**Action item**
Exactly reproduce the entries, dropping any pictures from your copy.

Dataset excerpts
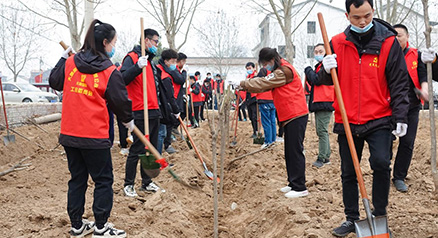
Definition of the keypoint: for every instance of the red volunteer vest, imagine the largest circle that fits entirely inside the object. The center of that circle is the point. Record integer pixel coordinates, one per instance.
(164, 74)
(362, 81)
(84, 102)
(135, 88)
(412, 62)
(323, 93)
(289, 99)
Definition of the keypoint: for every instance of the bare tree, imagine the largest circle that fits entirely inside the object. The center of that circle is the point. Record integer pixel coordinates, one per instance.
(219, 35)
(73, 10)
(18, 43)
(172, 15)
(284, 11)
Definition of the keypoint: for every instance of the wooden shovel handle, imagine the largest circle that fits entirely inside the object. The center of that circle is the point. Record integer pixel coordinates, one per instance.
(347, 129)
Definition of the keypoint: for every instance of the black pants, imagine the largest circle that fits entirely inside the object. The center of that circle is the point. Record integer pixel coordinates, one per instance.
(252, 113)
(379, 143)
(123, 134)
(98, 164)
(294, 132)
(138, 148)
(406, 146)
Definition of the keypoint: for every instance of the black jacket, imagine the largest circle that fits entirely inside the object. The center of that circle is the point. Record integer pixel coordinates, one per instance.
(312, 78)
(130, 71)
(115, 95)
(396, 75)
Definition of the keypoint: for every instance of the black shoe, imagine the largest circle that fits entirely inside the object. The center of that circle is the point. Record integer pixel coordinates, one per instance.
(346, 228)
(400, 185)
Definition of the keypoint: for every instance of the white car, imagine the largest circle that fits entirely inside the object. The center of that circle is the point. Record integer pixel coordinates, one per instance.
(17, 92)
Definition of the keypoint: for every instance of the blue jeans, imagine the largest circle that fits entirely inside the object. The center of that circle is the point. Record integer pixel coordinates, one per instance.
(162, 132)
(267, 113)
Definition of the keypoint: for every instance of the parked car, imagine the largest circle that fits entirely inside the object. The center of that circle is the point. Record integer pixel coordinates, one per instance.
(22, 91)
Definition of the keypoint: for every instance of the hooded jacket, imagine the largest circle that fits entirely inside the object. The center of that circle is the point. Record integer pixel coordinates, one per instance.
(93, 85)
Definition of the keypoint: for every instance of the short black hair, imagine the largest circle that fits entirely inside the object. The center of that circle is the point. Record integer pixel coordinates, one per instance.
(356, 3)
(169, 54)
(250, 64)
(402, 27)
(319, 44)
(181, 56)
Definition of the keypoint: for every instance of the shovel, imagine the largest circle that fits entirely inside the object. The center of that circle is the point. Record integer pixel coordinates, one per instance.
(376, 227)
(206, 171)
(8, 138)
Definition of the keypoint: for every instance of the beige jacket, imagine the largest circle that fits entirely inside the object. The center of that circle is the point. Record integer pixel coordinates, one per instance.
(281, 76)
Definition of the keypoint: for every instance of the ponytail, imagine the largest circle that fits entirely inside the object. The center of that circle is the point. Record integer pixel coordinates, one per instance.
(267, 54)
(95, 36)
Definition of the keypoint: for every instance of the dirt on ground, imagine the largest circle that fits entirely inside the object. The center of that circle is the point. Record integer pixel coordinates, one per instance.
(33, 200)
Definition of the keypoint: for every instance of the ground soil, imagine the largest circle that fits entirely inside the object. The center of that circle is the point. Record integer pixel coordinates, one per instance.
(33, 200)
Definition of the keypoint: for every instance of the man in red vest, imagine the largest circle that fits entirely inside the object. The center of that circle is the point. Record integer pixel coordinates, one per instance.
(373, 78)
(320, 102)
(131, 71)
(418, 90)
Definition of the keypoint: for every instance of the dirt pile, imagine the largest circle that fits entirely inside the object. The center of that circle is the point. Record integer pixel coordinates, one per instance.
(33, 201)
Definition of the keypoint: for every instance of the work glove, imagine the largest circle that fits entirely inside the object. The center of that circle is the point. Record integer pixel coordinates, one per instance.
(401, 129)
(130, 125)
(428, 56)
(143, 61)
(66, 52)
(329, 62)
(177, 115)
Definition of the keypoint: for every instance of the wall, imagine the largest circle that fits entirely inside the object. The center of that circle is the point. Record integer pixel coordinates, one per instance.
(19, 113)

**Answer**
Definition of the keypoint: for every instance of the red volunteer vest, imagine the largest circle that fits entirely inside the object. The center of that circle is the point. Record integer pixel coordinates, one per instance.
(164, 74)
(362, 81)
(84, 102)
(135, 88)
(412, 62)
(323, 93)
(289, 99)
Definition of the keypoint: for every instance of the bare tree, imagine the largest circle that fits entirely inside the object. The center of that circle is the point. Record integer pixel coordinates, one per instance.
(219, 35)
(73, 10)
(18, 43)
(172, 15)
(284, 11)
Definition of the keypoint: for every instance of the wooden shovel handle, imagine the largest circle that fits entirely inside the object. The center of that circle is the point. Record integer pixel coordinates, one per instance.
(347, 129)
Definition of the keypoint: for every instance of the black pants, imagine the largest circle that fits entirely inside the object. The center of that circle is the point. Record integer pixel coordinates, one per instance.
(252, 113)
(379, 143)
(123, 134)
(98, 164)
(294, 132)
(138, 148)
(406, 146)
Definition of the keypoint: for every instance of the black jacket, imagine the largest circle that fits entirely inside the object. The center of that circle is the point. Record integer pixel coordinates, one per instance.
(312, 78)
(130, 71)
(115, 95)
(396, 75)
Definition of the keypoint: for every instance of the black shoe, imagine the largest circle that fits entirely inside the object. The center of that circle is the point. Record integer pixel coordinates, one per instance.
(346, 228)
(400, 185)
Definition of the keypoint: for every instance of the white car, imagine the largest circle that fits entirely inside the object. The center of that circle is the point. Record integer pixel coordinates, one per instance.
(17, 92)
Definition of the keypoint: for every instance of the blue jeans, imagine the largest circle that fits entirely inside the object. The center of that circle is the point. Record integer pixel coordinates, one per instance.
(162, 132)
(267, 113)
Definition of the keypoint: for every instance of the parked car, imagine the largest circle that fits entirely inside the object. The center of that circle is the point. Record integer pixel coordinates, one per instance.
(22, 91)
Definition of the keypoint: for every instance of the hooded jacket, imagine the largest circle that fits entirely inside the object. The center of that circle is the point. Record integer pixel coordinates, one per instance.
(93, 85)
Definition of the keypoint: for every instance of the short black hair, imagine the largest circle that fits entirely inside the object. The center of that circle is the point. Record integer pixel coordinates, one per instance.
(356, 3)
(169, 54)
(250, 64)
(402, 27)
(319, 44)
(181, 56)
Definition of the keypoint: for every instance of the shovel, imagine the largest circle that fits entirely inside the object. The center of that circle is the point. Record integer pixel coordinates, one per instance.
(376, 227)
(206, 171)
(8, 138)
Definition of the keypoint: for every instance of the beige jacket, imagine the largest circle that fits entirely inside the object. The center of that circle is the point. Record integer pixel coordinates, one per instance.
(281, 76)
Definition of the keypoint: for every instance of the ponytail, imagine the largest circle that fits entirely inside the object. The center of that circle is the point. Record integer pixel coordinates, one per instance.
(267, 54)
(95, 36)
Definition of the keypoint: for every instance of the dirt on ground, imagine the largest circle that fits entirely inside the object. The center of that circle is the point. Record integer pixel coordinates, one per instance.
(33, 200)
Definition of the keypoint: for every instance of the ground soil, imagine the largest circle that fits entirely inside the object. The center of that circle is the point. Record integer pixel coordinates, one per instance.
(33, 200)
Definition of the keypoint: for every instance of the man in red vest, imagine the largest circle that fits entirely inside the object. The center of that circle is the point. Record integer pixel coordinates, one per instance.
(373, 78)
(320, 102)
(131, 71)
(418, 90)
Definition of the keypoint: for every instance of the dirt pile, imagine the largest circle that fits entirely inside the object. The center of that circle is the point. Record integer pixel coordinates, one per instance.
(33, 201)
Definition of the keypoint: for every instance of the work glove, imagine the largest circle that fits entirely inside the object. The center of that circle is the point. Record integer pixel coordinates, one per instance.
(401, 129)
(130, 125)
(428, 56)
(143, 61)
(66, 52)
(329, 62)
(177, 115)
Definition of the keypoint: for every instance of the wall, imagine the largest circle that fits entirely inside the object. The center of that circle is the point. Record integer pixel coordinates, one per instance.
(19, 113)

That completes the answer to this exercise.